Reproduce the items below, from the start through the line containing "(1020, 510)". Include that line, and leave the pictures out.

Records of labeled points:
───
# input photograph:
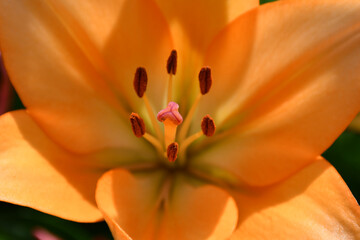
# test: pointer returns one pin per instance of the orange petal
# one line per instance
(193, 25)
(315, 203)
(197, 22)
(132, 207)
(56, 63)
(38, 174)
(295, 88)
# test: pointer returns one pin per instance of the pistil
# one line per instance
(171, 118)
(171, 67)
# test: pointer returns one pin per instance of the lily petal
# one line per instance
(28, 159)
(193, 25)
(315, 203)
(296, 87)
(197, 22)
(56, 65)
(133, 207)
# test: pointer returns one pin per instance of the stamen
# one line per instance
(137, 124)
(172, 151)
(208, 126)
(171, 67)
(138, 127)
(171, 118)
(140, 81)
(205, 80)
(140, 84)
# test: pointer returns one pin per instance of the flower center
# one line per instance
(170, 143)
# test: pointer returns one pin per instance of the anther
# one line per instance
(172, 151)
(140, 81)
(172, 63)
(137, 124)
(205, 80)
(208, 126)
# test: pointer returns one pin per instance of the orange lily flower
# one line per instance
(6, 90)
(285, 85)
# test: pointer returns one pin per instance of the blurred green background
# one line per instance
(17, 223)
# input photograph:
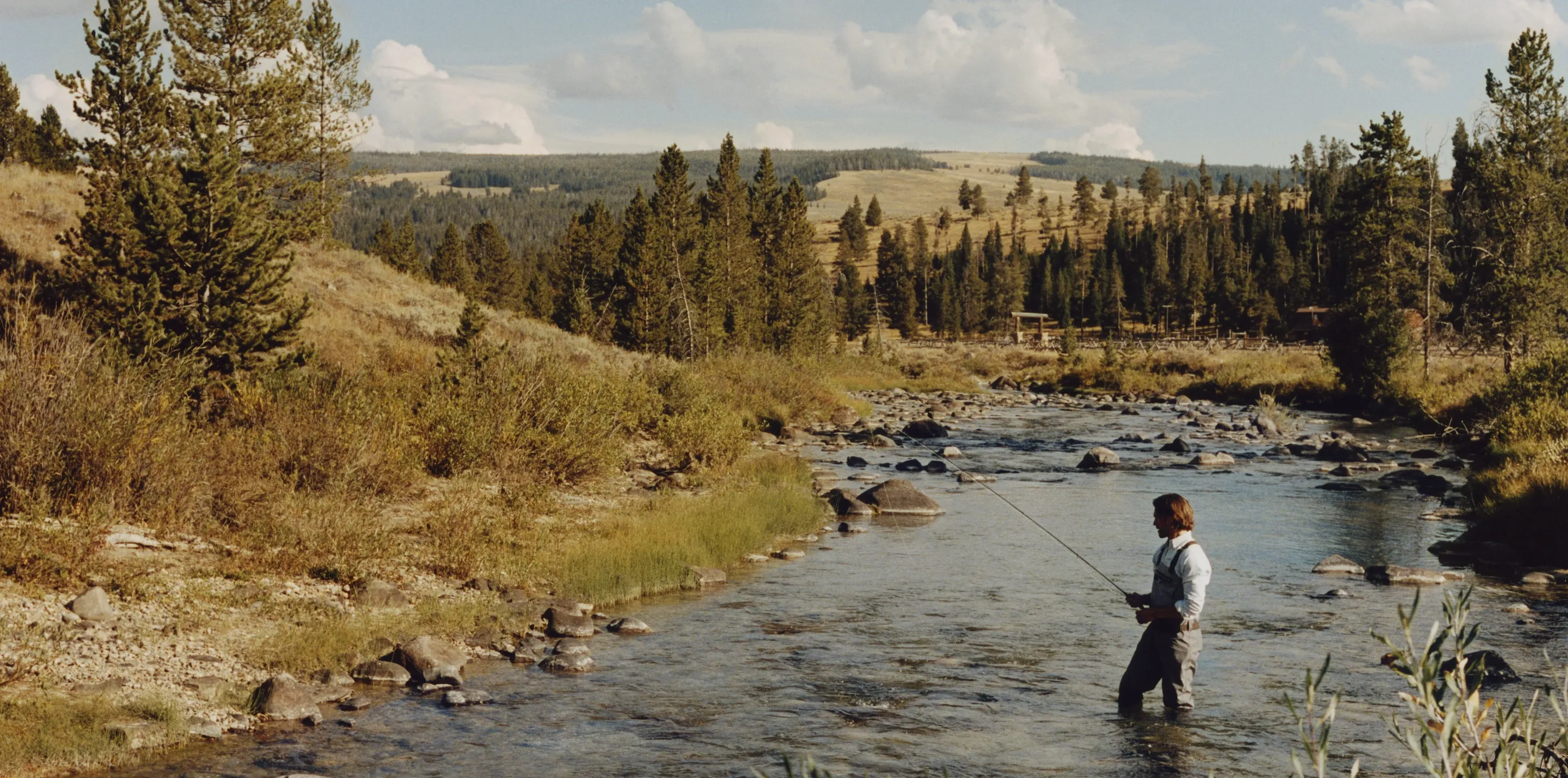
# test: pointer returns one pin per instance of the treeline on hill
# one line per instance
(548, 191)
(673, 273)
(43, 143)
(1126, 171)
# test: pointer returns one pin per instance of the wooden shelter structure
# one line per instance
(1040, 325)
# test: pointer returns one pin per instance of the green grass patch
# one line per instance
(47, 733)
(647, 551)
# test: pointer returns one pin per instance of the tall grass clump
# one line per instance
(1522, 481)
(648, 551)
(54, 734)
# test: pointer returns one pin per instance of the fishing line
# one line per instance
(1020, 510)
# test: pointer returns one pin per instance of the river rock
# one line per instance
(1341, 565)
(629, 626)
(1208, 458)
(901, 496)
(567, 664)
(1098, 457)
(377, 593)
(1341, 451)
(380, 673)
(206, 688)
(1341, 487)
(464, 697)
(91, 606)
(1434, 485)
(708, 576)
(1410, 576)
(1495, 669)
(435, 661)
(565, 623)
(847, 504)
(976, 477)
(283, 697)
(926, 428)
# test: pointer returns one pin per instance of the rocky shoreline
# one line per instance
(187, 639)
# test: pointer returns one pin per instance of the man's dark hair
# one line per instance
(1175, 506)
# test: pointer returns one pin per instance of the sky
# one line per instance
(1235, 81)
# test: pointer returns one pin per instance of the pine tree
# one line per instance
(730, 266)
(977, 203)
(498, 280)
(231, 56)
(16, 126)
(451, 262)
(874, 214)
(54, 148)
(673, 252)
(797, 300)
(332, 93)
(220, 284)
(112, 272)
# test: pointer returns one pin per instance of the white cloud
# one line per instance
(1426, 74)
(769, 136)
(419, 107)
(982, 62)
(1431, 22)
(41, 8)
(1332, 66)
(40, 90)
(1111, 140)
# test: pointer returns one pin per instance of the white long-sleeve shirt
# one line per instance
(1192, 568)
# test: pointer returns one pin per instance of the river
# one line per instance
(971, 644)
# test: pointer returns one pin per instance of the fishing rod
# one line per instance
(1015, 507)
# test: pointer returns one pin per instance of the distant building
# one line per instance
(1308, 323)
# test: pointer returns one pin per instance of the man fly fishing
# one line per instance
(1167, 654)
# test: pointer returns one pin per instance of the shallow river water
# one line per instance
(971, 644)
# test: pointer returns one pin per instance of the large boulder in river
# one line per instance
(924, 428)
(377, 593)
(1098, 457)
(1341, 451)
(901, 496)
(1410, 576)
(93, 606)
(283, 697)
(380, 673)
(432, 661)
(567, 623)
(1337, 563)
(847, 504)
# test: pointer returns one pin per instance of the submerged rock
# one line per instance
(1341, 565)
(1408, 576)
(926, 428)
(433, 661)
(901, 496)
(283, 697)
(380, 673)
(1098, 457)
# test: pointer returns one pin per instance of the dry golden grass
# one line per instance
(35, 207)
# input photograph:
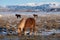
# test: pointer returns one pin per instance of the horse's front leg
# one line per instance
(31, 30)
(19, 31)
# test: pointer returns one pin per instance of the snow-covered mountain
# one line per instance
(33, 7)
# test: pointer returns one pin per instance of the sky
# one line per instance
(17, 2)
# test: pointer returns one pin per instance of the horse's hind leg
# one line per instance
(19, 32)
(31, 30)
(24, 31)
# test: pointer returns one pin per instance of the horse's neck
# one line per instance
(22, 24)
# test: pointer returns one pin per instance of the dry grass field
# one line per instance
(42, 22)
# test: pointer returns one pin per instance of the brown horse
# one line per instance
(35, 16)
(26, 23)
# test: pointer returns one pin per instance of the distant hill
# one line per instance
(32, 7)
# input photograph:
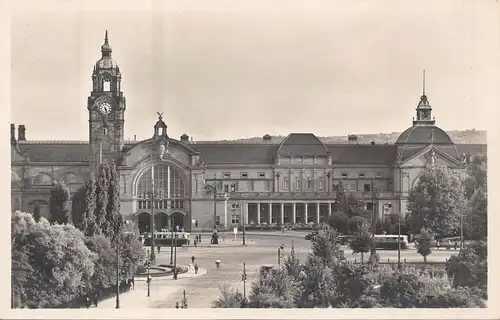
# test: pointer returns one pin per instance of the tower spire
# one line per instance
(423, 78)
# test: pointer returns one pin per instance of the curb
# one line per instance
(186, 275)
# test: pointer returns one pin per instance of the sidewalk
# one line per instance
(159, 292)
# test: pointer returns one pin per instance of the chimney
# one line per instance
(185, 138)
(21, 132)
(352, 138)
(12, 134)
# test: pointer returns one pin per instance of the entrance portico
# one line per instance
(280, 212)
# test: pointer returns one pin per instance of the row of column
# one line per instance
(282, 211)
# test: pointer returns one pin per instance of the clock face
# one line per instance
(105, 108)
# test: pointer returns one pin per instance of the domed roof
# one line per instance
(106, 63)
(423, 134)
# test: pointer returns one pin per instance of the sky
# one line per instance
(239, 69)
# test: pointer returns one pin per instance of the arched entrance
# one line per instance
(178, 218)
(161, 221)
(143, 220)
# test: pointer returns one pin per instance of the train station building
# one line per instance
(273, 181)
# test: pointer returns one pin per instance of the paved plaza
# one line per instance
(201, 290)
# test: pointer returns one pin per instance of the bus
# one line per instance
(390, 241)
(163, 238)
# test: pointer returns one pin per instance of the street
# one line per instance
(202, 290)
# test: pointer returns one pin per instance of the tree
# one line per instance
(102, 199)
(477, 174)
(438, 201)
(59, 203)
(325, 245)
(470, 267)
(51, 263)
(362, 241)
(339, 221)
(89, 221)
(229, 298)
(113, 215)
(425, 243)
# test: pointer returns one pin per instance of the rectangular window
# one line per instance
(235, 218)
(309, 183)
(285, 183)
(235, 205)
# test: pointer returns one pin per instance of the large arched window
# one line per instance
(42, 178)
(168, 181)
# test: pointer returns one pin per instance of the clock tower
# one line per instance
(106, 105)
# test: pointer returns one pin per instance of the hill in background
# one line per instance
(458, 136)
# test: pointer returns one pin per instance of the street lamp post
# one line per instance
(399, 242)
(244, 218)
(244, 279)
(213, 188)
(148, 280)
(280, 249)
(172, 240)
(154, 196)
(118, 264)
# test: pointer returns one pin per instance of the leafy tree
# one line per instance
(477, 174)
(339, 221)
(325, 246)
(113, 215)
(60, 203)
(102, 199)
(51, 262)
(403, 290)
(104, 263)
(470, 267)
(229, 298)
(362, 241)
(355, 223)
(425, 243)
(89, 221)
(438, 201)
(36, 212)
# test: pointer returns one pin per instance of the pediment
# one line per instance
(430, 155)
(151, 148)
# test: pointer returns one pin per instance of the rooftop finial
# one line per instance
(423, 86)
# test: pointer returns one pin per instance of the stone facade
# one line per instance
(266, 182)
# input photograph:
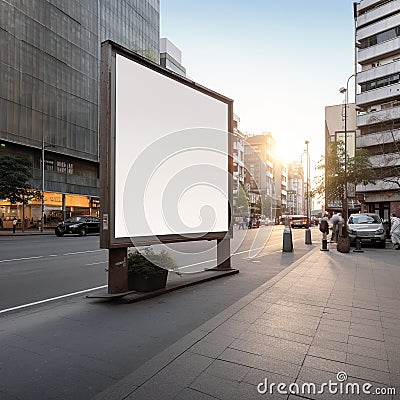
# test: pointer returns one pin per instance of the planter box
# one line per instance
(141, 283)
(343, 245)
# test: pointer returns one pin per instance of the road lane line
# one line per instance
(82, 252)
(100, 262)
(52, 299)
(51, 255)
(21, 259)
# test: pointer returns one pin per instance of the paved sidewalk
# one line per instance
(326, 313)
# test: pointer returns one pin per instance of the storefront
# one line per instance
(57, 207)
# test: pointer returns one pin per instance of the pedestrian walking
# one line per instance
(15, 221)
(395, 231)
(335, 220)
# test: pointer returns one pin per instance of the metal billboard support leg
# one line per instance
(223, 254)
(117, 270)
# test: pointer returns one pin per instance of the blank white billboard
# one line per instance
(171, 156)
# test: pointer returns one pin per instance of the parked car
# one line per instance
(80, 225)
(299, 221)
(368, 228)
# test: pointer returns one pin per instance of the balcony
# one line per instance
(378, 51)
(378, 95)
(374, 139)
(378, 72)
(365, 4)
(378, 187)
(377, 12)
(377, 27)
(377, 117)
(385, 160)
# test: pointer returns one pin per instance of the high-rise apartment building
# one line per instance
(378, 78)
(295, 188)
(49, 89)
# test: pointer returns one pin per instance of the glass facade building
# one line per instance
(49, 87)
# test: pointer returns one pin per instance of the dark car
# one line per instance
(80, 225)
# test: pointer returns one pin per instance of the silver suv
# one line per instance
(368, 228)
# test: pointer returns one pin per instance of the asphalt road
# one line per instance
(36, 268)
(73, 348)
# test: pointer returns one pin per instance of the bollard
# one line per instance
(287, 240)
(358, 248)
(324, 243)
(308, 236)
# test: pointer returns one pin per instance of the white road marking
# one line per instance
(51, 255)
(100, 262)
(52, 299)
(82, 252)
(21, 259)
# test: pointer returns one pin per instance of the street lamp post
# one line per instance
(346, 100)
(308, 231)
(44, 146)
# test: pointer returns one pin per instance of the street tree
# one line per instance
(243, 198)
(15, 175)
(333, 182)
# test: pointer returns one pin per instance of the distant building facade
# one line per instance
(295, 189)
(259, 176)
(378, 79)
(238, 157)
(171, 57)
(49, 90)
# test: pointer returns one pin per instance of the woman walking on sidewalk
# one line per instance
(395, 231)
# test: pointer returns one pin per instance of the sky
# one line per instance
(281, 62)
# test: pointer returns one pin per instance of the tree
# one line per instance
(243, 199)
(16, 173)
(332, 183)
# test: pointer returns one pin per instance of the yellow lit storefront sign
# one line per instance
(55, 200)
(72, 200)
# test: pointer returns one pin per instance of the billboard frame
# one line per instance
(107, 121)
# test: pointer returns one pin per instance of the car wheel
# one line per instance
(59, 232)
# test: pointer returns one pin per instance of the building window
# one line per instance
(62, 167)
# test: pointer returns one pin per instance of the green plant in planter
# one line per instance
(148, 270)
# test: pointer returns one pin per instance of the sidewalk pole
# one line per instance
(287, 240)
(358, 248)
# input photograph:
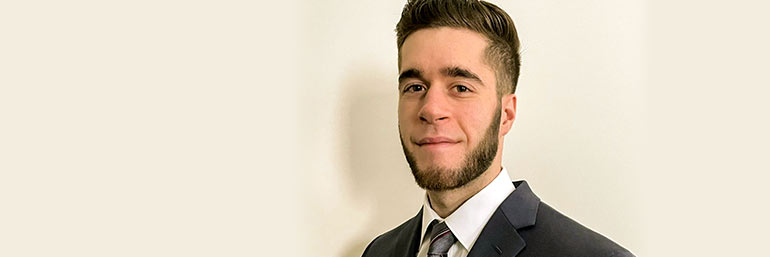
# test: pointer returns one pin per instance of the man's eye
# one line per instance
(414, 88)
(461, 88)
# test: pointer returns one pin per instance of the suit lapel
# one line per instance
(408, 240)
(499, 236)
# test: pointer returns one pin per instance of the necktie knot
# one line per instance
(441, 240)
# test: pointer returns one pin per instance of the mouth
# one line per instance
(435, 142)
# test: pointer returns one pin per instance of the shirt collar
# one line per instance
(470, 218)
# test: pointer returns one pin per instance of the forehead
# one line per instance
(432, 49)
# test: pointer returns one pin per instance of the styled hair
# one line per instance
(502, 53)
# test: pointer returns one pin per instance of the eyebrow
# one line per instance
(460, 72)
(453, 71)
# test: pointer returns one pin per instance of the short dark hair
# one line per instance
(485, 18)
───
ANSWER TO THE TASK:
# input photograph:
# test: pointer returns one pin per instance of the orange petal
# one line per instance
(193, 25)
(315, 203)
(197, 22)
(132, 207)
(56, 63)
(38, 174)
(295, 88)
# test: pointer returns one pin per instance of the pistil
# one line per instance
(171, 118)
(171, 67)
# test: pointer returns one pin per instance of the lily petal
# one line per instance
(28, 159)
(193, 25)
(315, 203)
(296, 87)
(197, 22)
(56, 65)
(133, 207)
# test: pointer returns one pin per instance of the stamen
# one line per instance
(137, 124)
(172, 151)
(208, 126)
(171, 67)
(138, 127)
(171, 118)
(140, 81)
(205, 80)
(140, 84)
# test: pointer returns one pin per instance of the flower center
# one line per instance
(170, 143)
# test: pointer returns one pin per instance of the anther
# one line per instance
(172, 151)
(140, 81)
(172, 63)
(137, 124)
(205, 80)
(208, 126)
# test: pointer returns one pin per instance of the orange lily flower
# one line per instance
(6, 90)
(285, 85)
# test: pointer returns one pin per instance of the blurred green background
# one line per instance
(17, 223)
# input photograph:
# test: pointer returns one pin per instance of the treeline on hill
# one line per instance
(548, 191)
(673, 273)
(43, 143)
(1126, 171)
# test: pointer returns one pin per instance of the wooden shelter structure
# one line per instance
(1040, 325)
# test: pointer returns one pin per instance of the green grass patch
# one line per instance
(47, 733)
(647, 551)
# test: pointer returns one pin per instance of the tall grass clump
# one line per instance
(1522, 481)
(648, 551)
(54, 734)
# test: pointer returns one pin per instance of the fishing line
# one line per instance
(1020, 510)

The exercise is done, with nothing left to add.